- [What is required]:
Report every line of the records below that contains the word "yellow", copying each such line in full.

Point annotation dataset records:
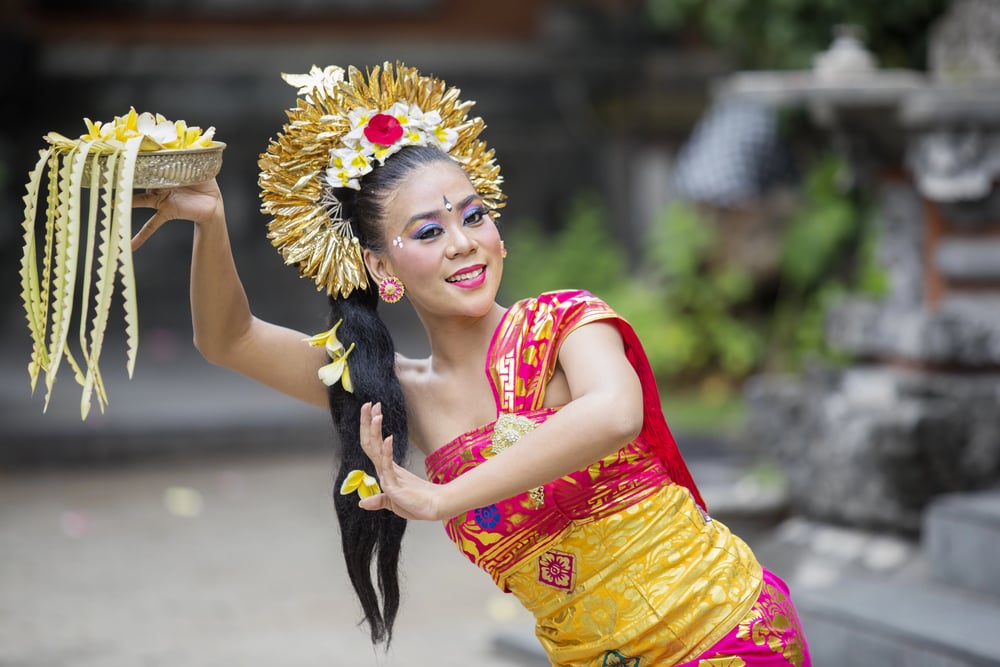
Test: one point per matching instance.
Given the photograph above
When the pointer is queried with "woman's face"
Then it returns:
(441, 243)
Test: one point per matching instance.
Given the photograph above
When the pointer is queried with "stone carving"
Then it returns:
(963, 45)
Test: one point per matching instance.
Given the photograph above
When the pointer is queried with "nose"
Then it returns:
(461, 243)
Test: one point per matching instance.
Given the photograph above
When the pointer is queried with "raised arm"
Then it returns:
(605, 412)
(225, 330)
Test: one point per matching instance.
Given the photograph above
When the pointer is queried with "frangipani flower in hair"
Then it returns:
(362, 482)
(337, 370)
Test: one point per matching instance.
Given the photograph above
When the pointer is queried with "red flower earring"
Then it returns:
(391, 290)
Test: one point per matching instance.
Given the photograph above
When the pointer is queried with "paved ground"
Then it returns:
(191, 525)
(225, 561)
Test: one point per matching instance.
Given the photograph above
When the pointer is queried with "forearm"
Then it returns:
(220, 312)
(583, 432)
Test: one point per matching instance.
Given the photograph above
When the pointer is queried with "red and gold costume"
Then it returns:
(619, 562)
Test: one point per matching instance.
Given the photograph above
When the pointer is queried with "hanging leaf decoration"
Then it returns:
(133, 151)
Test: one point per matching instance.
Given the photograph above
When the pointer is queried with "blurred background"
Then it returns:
(794, 202)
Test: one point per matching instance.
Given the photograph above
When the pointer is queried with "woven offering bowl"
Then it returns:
(171, 168)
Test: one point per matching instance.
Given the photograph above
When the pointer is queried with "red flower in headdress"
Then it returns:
(383, 129)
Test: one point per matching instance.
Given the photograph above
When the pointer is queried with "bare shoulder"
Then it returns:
(411, 372)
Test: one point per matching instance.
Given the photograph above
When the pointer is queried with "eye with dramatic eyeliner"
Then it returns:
(427, 231)
(475, 215)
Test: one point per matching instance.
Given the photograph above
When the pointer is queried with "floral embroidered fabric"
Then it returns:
(619, 563)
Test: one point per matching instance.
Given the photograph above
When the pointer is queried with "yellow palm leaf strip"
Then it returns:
(30, 296)
(73, 252)
(64, 271)
(123, 223)
(51, 213)
(107, 262)
(88, 254)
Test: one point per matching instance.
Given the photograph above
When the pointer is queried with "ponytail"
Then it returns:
(371, 536)
(368, 536)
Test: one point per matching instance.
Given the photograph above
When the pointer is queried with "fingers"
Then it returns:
(147, 230)
(372, 442)
(149, 199)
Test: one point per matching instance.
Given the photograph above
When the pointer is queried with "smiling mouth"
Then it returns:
(466, 275)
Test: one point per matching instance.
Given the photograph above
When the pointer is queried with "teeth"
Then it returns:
(464, 276)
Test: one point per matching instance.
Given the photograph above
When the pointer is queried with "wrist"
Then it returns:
(446, 505)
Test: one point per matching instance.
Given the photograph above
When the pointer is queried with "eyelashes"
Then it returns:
(472, 215)
(427, 231)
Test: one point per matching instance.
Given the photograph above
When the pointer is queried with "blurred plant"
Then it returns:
(828, 250)
(700, 298)
(788, 33)
(703, 320)
(581, 255)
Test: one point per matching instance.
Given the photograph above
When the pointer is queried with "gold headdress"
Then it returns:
(335, 135)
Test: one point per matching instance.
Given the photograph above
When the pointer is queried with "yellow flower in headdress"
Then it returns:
(335, 371)
(362, 482)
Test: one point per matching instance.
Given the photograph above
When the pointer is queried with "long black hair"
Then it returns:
(371, 538)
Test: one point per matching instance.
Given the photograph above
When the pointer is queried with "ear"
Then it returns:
(378, 265)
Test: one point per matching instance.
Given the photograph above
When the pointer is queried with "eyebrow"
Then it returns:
(434, 214)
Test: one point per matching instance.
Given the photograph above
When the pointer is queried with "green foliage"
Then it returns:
(788, 33)
(700, 299)
(582, 255)
(702, 319)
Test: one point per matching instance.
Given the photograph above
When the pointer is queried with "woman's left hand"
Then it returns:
(403, 493)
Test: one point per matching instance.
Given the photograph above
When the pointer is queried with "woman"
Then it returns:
(548, 457)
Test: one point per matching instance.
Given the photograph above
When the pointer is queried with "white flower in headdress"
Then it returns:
(325, 79)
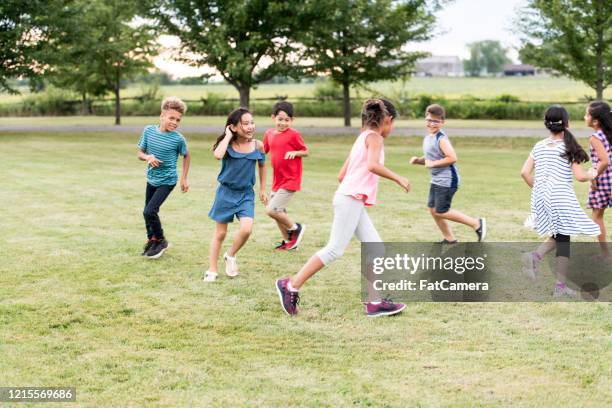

- [Solution to this task]:
When the pointer is queried with "yellow palm leaf strip"
When the pointer is queried with "yellow flower in headdress"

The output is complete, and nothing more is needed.